* [WHAT YOU NEED TO DO] Write out, please, the line containing "For each instance of the terracotta" together with all lines after it, up to and including the last one, with no other output.

--- PROVIDED DATA ---

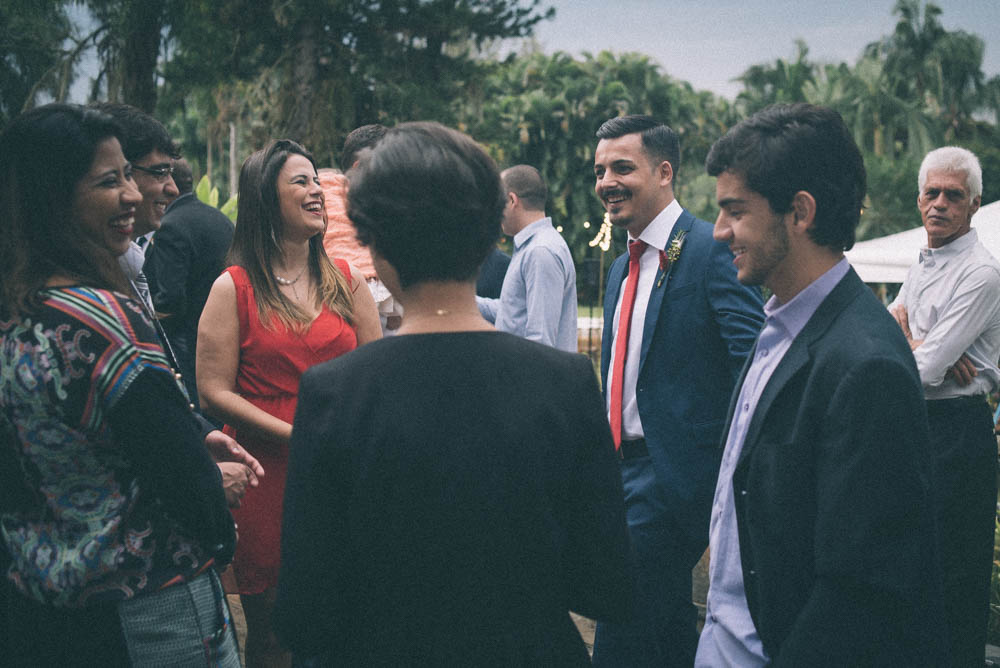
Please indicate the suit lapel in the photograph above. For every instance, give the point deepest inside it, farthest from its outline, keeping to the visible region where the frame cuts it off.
(660, 284)
(799, 353)
(615, 278)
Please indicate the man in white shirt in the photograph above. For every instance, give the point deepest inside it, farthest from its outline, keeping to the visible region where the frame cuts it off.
(538, 297)
(949, 309)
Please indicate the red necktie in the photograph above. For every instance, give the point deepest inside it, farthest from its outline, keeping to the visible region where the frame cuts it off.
(635, 249)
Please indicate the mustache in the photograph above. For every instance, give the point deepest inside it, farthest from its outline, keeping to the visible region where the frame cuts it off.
(615, 192)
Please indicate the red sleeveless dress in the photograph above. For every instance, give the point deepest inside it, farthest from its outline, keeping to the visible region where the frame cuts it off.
(271, 363)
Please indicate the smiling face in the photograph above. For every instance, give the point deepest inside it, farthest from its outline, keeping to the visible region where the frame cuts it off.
(756, 235)
(945, 206)
(157, 191)
(106, 198)
(300, 198)
(632, 189)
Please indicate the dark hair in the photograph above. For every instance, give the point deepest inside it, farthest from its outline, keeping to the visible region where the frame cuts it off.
(44, 153)
(787, 148)
(359, 139)
(183, 178)
(141, 134)
(429, 200)
(527, 183)
(658, 140)
(257, 241)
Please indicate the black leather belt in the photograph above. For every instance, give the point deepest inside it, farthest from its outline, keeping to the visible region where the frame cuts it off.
(633, 449)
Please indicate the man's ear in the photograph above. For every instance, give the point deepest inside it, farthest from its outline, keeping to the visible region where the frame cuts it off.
(665, 172)
(804, 209)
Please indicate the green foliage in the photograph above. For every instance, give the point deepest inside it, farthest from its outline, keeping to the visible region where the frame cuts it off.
(206, 192)
(32, 33)
(209, 194)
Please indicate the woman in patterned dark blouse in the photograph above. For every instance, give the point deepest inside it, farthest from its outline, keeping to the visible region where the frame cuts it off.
(112, 513)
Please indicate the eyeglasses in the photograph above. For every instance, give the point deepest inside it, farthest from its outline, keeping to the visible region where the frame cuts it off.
(159, 172)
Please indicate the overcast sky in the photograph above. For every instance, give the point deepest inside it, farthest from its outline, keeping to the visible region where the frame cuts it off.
(708, 43)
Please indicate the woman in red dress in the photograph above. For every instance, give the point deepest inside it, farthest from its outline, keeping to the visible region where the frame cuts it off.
(281, 307)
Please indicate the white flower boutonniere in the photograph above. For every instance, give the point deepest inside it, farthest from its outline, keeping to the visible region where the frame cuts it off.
(669, 256)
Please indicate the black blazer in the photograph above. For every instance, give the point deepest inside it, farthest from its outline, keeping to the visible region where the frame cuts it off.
(449, 498)
(832, 494)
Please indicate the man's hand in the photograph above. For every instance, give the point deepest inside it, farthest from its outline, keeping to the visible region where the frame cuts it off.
(899, 313)
(224, 448)
(963, 371)
(236, 478)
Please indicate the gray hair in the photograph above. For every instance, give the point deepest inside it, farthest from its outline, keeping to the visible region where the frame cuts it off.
(954, 159)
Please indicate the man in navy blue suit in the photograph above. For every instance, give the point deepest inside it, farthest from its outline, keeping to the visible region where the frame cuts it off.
(668, 371)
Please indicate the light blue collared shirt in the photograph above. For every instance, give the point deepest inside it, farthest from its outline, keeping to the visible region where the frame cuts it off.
(730, 637)
(538, 297)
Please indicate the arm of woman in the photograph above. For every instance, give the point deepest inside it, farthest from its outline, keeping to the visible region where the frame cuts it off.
(217, 362)
(366, 319)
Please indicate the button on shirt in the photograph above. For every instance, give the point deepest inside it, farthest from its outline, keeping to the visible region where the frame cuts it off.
(656, 235)
(952, 300)
(538, 297)
(730, 637)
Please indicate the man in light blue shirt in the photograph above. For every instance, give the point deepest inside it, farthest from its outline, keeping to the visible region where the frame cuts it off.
(822, 535)
(538, 298)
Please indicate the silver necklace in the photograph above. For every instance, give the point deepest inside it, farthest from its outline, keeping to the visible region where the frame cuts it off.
(285, 281)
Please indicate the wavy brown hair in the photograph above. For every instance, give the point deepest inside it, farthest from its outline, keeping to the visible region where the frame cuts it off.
(258, 236)
(43, 155)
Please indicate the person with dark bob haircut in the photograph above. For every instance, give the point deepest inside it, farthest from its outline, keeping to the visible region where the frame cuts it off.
(769, 150)
(464, 208)
(112, 512)
(423, 524)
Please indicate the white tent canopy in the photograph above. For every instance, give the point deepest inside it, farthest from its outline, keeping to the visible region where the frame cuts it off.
(887, 259)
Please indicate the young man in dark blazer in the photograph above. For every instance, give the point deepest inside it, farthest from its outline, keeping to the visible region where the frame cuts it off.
(822, 534)
(185, 257)
(667, 373)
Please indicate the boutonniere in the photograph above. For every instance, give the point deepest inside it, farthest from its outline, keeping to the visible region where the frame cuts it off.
(669, 256)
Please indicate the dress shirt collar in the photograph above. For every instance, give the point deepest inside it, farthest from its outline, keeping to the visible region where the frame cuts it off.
(930, 256)
(794, 315)
(657, 233)
(530, 230)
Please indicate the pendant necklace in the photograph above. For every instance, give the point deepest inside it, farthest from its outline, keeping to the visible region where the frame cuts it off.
(291, 282)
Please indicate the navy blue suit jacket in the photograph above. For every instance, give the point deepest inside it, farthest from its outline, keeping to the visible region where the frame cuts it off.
(700, 325)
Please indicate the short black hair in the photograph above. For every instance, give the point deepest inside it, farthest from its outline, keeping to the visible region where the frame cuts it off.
(141, 133)
(527, 183)
(787, 148)
(428, 200)
(359, 139)
(44, 155)
(658, 140)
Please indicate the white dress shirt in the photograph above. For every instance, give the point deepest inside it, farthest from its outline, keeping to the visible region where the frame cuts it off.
(730, 637)
(656, 235)
(952, 300)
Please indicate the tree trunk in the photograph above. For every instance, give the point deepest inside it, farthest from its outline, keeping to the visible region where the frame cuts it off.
(233, 160)
(304, 82)
(140, 51)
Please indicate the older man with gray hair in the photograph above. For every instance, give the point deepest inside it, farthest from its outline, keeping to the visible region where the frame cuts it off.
(949, 309)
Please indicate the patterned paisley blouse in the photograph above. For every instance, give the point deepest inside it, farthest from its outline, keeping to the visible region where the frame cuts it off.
(86, 529)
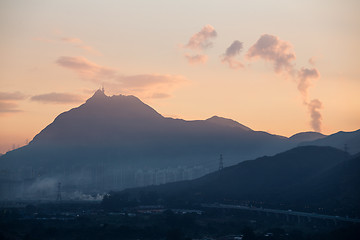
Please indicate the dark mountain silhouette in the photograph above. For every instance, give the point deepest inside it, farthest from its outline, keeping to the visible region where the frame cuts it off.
(116, 142)
(305, 176)
(340, 140)
(122, 129)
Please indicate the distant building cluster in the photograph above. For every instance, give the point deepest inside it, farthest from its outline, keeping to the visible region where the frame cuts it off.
(29, 183)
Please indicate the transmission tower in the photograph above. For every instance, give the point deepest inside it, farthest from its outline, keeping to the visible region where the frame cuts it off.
(58, 196)
(221, 163)
(346, 150)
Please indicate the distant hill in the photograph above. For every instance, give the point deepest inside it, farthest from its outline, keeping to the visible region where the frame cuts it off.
(340, 140)
(116, 142)
(110, 143)
(305, 176)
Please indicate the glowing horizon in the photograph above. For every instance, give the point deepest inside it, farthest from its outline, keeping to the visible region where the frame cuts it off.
(281, 67)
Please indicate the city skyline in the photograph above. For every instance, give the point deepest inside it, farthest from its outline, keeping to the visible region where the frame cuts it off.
(189, 60)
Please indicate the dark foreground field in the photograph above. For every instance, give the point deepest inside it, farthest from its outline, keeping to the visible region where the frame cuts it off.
(88, 220)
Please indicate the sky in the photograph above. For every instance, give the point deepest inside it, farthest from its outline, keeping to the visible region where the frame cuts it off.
(278, 66)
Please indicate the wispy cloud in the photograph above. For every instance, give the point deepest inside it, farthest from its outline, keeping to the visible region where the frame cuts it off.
(305, 77)
(272, 49)
(85, 68)
(8, 102)
(8, 107)
(58, 98)
(196, 59)
(12, 96)
(281, 54)
(231, 53)
(202, 39)
(316, 119)
(76, 42)
(143, 85)
(72, 41)
(199, 42)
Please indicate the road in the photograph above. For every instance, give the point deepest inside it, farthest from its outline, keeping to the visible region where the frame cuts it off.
(284, 212)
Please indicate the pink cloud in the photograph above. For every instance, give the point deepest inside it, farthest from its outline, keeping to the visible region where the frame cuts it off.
(274, 50)
(201, 40)
(85, 68)
(142, 85)
(61, 98)
(231, 53)
(75, 42)
(196, 59)
(316, 119)
(305, 75)
(8, 107)
(80, 44)
(12, 96)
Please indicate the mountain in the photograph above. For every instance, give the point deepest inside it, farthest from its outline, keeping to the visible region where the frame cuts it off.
(305, 176)
(227, 123)
(112, 142)
(340, 140)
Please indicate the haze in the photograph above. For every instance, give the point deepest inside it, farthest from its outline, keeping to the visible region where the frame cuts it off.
(278, 66)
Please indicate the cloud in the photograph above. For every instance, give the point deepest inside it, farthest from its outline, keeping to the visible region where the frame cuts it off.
(312, 61)
(316, 119)
(61, 98)
(272, 49)
(8, 102)
(8, 107)
(230, 54)
(199, 42)
(160, 95)
(12, 96)
(196, 59)
(86, 69)
(305, 75)
(202, 39)
(75, 42)
(142, 85)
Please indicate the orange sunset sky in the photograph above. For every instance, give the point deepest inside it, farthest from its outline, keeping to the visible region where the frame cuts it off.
(277, 66)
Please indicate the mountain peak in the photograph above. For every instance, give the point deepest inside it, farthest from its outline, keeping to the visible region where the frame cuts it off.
(98, 95)
(227, 122)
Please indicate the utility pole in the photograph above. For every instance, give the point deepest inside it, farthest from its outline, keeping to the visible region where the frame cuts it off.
(221, 163)
(58, 196)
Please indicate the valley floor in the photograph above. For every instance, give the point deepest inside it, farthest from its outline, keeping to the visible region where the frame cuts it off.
(88, 220)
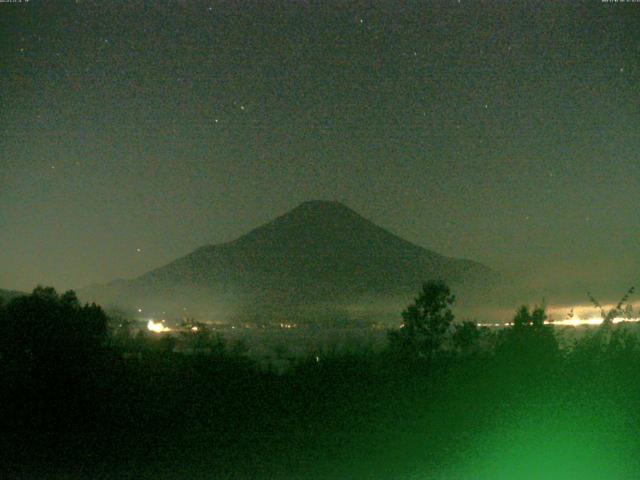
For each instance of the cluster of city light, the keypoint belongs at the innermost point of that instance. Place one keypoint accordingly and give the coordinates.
(569, 322)
(157, 327)
(576, 322)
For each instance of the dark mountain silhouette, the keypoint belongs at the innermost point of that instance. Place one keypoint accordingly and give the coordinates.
(318, 253)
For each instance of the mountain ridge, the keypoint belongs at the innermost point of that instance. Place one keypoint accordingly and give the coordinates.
(318, 252)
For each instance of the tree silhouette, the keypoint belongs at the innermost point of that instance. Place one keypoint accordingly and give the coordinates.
(44, 325)
(425, 322)
(529, 341)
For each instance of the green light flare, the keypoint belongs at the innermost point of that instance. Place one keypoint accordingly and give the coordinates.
(573, 443)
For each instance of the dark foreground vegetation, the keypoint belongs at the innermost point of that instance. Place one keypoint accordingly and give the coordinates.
(83, 397)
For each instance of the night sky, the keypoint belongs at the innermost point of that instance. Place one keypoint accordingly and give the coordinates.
(134, 132)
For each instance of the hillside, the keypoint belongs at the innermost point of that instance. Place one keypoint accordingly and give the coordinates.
(318, 253)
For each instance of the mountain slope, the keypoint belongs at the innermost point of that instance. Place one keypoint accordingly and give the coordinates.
(320, 252)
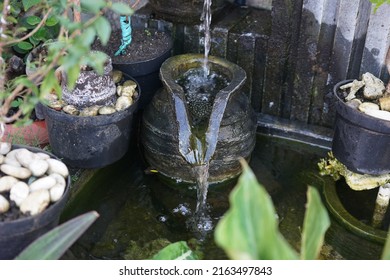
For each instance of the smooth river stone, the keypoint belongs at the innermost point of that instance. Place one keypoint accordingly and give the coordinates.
(19, 192)
(38, 167)
(4, 204)
(57, 191)
(6, 183)
(5, 148)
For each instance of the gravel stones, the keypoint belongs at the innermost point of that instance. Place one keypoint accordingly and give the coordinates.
(30, 181)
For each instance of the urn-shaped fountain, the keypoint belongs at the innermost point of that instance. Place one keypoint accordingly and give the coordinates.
(201, 116)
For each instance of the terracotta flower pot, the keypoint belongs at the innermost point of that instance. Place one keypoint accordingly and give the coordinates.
(15, 235)
(360, 142)
(184, 11)
(34, 134)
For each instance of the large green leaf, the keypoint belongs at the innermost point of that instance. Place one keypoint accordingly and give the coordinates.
(122, 9)
(176, 251)
(386, 248)
(249, 229)
(33, 20)
(314, 226)
(49, 84)
(52, 245)
(103, 29)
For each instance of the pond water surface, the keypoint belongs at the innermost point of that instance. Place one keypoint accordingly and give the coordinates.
(140, 214)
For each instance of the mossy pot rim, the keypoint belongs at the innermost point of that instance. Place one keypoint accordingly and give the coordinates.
(351, 223)
(58, 204)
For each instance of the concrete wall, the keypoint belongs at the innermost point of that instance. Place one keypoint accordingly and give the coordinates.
(293, 52)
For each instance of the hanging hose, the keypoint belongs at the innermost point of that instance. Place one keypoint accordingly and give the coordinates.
(126, 34)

---

* [RESULT OF THIS TASK]
For each instance of the terracotta flower pot, the keypoint belongs at the innermost point of that instance. Place one keypoint accordingly and give the coordinates.
(15, 235)
(360, 142)
(184, 11)
(34, 134)
For each instance of the large green leaf, the keypoint belongs at the innermost point of that instance. Place one keypoint accordingly and give the coordinates.
(122, 9)
(176, 251)
(386, 248)
(249, 229)
(33, 20)
(314, 226)
(49, 84)
(52, 245)
(103, 29)
For each instance of the pond water surface, the keypoint belongs at the innermost point of that instance. Place one keypoint accordingly and give the coordinates.
(140, 214)
For each instance of the mossy pot rim, the keypoint belongs at the innermost point of that instance. Place one keypoint accordingly and give the coordinates.
(351, 223)
(58, 204)
For each instance of the concrete wall, the keypoint belongs at the innermost point of that instance. Place one keypoint accordingly and give the coordinates.
(293, 52)
For each instance of the hanging hose, the keypoint belongs at the innermost point of that instance. Place one keypoint accordingly and give the coordinates.
(126, 34)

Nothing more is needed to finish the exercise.